## WHAT THE EXERCISE ASKS
A word-for-word repetition of all the entries is needed.
= Beginning of Section =
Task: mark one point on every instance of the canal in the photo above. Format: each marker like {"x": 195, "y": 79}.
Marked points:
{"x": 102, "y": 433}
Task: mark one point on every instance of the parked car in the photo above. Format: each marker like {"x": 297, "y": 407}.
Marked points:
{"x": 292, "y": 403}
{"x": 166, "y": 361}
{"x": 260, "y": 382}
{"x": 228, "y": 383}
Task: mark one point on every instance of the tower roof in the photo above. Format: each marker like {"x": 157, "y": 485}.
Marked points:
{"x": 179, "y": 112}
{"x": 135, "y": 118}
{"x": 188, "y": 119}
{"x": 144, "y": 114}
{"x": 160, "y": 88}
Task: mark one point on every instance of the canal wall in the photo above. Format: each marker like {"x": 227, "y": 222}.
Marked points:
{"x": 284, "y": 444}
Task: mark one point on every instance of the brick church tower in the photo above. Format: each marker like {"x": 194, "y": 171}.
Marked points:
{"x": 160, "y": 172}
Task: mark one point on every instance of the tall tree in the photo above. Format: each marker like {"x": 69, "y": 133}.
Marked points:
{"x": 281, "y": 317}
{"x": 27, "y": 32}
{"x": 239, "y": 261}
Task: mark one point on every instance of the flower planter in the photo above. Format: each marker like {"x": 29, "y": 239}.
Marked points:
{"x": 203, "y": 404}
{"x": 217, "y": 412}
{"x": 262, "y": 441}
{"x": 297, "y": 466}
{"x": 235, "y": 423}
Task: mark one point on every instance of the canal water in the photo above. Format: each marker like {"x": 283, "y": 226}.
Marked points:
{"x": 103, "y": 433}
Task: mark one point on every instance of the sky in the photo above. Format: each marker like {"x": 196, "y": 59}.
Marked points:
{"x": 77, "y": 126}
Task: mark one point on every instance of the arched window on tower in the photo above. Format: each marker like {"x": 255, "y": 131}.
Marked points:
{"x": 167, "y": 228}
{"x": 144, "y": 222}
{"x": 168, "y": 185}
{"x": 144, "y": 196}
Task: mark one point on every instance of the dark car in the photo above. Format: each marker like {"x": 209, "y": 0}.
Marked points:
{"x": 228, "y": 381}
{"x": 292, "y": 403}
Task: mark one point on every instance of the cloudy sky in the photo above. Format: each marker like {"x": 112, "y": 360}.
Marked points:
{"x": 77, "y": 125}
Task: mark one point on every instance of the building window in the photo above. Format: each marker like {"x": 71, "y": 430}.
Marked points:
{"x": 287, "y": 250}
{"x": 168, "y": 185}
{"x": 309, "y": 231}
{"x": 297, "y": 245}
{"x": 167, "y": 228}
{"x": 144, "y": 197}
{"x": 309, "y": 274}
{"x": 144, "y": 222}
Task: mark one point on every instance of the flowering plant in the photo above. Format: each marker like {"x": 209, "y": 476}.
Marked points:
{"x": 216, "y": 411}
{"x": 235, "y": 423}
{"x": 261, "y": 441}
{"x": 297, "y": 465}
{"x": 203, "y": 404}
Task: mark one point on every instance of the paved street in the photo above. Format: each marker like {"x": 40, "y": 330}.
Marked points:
= End of Section =
## REPLY
Task: mark one point on every instance of the canal in the photo above. Format: each marker like {"x": 195, "y": 79}.
Marked points:
{"x": 102, "y": 433}
Task: mark one point on every instance of the parked car in the photo above. Format: each marker like {"x": 297, "y": 407}.
Marked points:
{"x": 292, "y": 403}
{"x": 166, "y": 361}
{"x": 260, "y": 382}
{"x": 228, "y": 383}
Task: mark one point on every instance of the tower roof in the photo above. Format: each marker like {"x": 157, "y": 485}.
Marked points:
{"x": 179, "y": 112}
{"x": 135, "y": 118}
{"x": 188, "y": 119}
{"x": 144, "y": 114}
{"x": 160, "y": 88}
Task: mark one point on every instance of the canal wall in the photo above. Format: each marker like {"x": 227, "y": 222}.
Marked points:
{"x": 284, "y": 444}
Task: mark one point on every instance of the brick church tower in the photo above. Format: each marker like {"x": 194, "y": 171}.
Marked points:
{"x": 160, "y": 172}
Task: mark one point on every instance of the tall tree in the photo above. Format: each marker like {"x": 69, "y": 133}.
Marked points:
{"x": 281, "y": 317}
{"x": 27, "y": 32}
{"x": 239, "y": 261}
Task: mark one point on every instance of the flower planter in the photo above. Format: each marker like {"x": 29, "y": 239}.
Marked points:
{"x": 203, "y": 404}
{"x": 217, "y": 412}
{"x": 262, "y": 441}
{"x": 297, "y": 466}
{"x": 235, "y": 423}
Task: mark one point on every instance of the canal water in the photo above. Format: each marker like {"x": 283, "y": 226}.
Marked points:
{"x": 103, "y": 433}
Task: mark one point on every instance of the sky in the photo above. Format: each marker like {"x": 196, "y": 59}.
Marked points:
{"x": 77, "y": 126}
Task: mark one point on every instance of the arched window on tower in the photo above. Format: each marker like {"x": 255, "y": 131}.
Marked points:
{"x": 167, "y": 228}
{"x": 144, "y": 222}
{"x": 168, "y": 185}
{"x": 144, "y": 196}
Task: mark one point on every instance of the dark car in the photo above. Format: each marker like {"x": 209, "y": 0}.
Marked points:
{"x": 228, "y": 381}
{"x": 292, "y": 403}
Task: mark one point on every instance of the cloudy sky in the photo above. Format: each marker like {"x": 112, "y": 360}.
Marked points:
{"x": 77, "y": 125}
Task: mark one point on every instance of the building window in the photo above. Format: each marker like {"x": 71, "y": 430}.
Marked points:
{"x": 287, "y": 250}
{"x": 168, "y": 185}
{"x": 309, "y": 231}
{"x": 297, "y": 245}
{"x": 167, "y": 228}
{"x": 144, "y": 197}
{"x": 309, "y": 274}
{"x": 144, "y": 222}
Task: mark one point on every instance of the flowering plant in the photo above. Format: each marker like {"x": 209, "y": 476}.
Marked points:
{"x": 216, "y": 411}
{"x": 235, "y": 423}
{"x": 261, "y": 441}
{"x": 297, "y": 465}
{"x": 203, "y": 404}
Task: mark one point on every instance of the paved street in the photo above. Format: each marker like {"x": 40, "y": 330}.
Marked points:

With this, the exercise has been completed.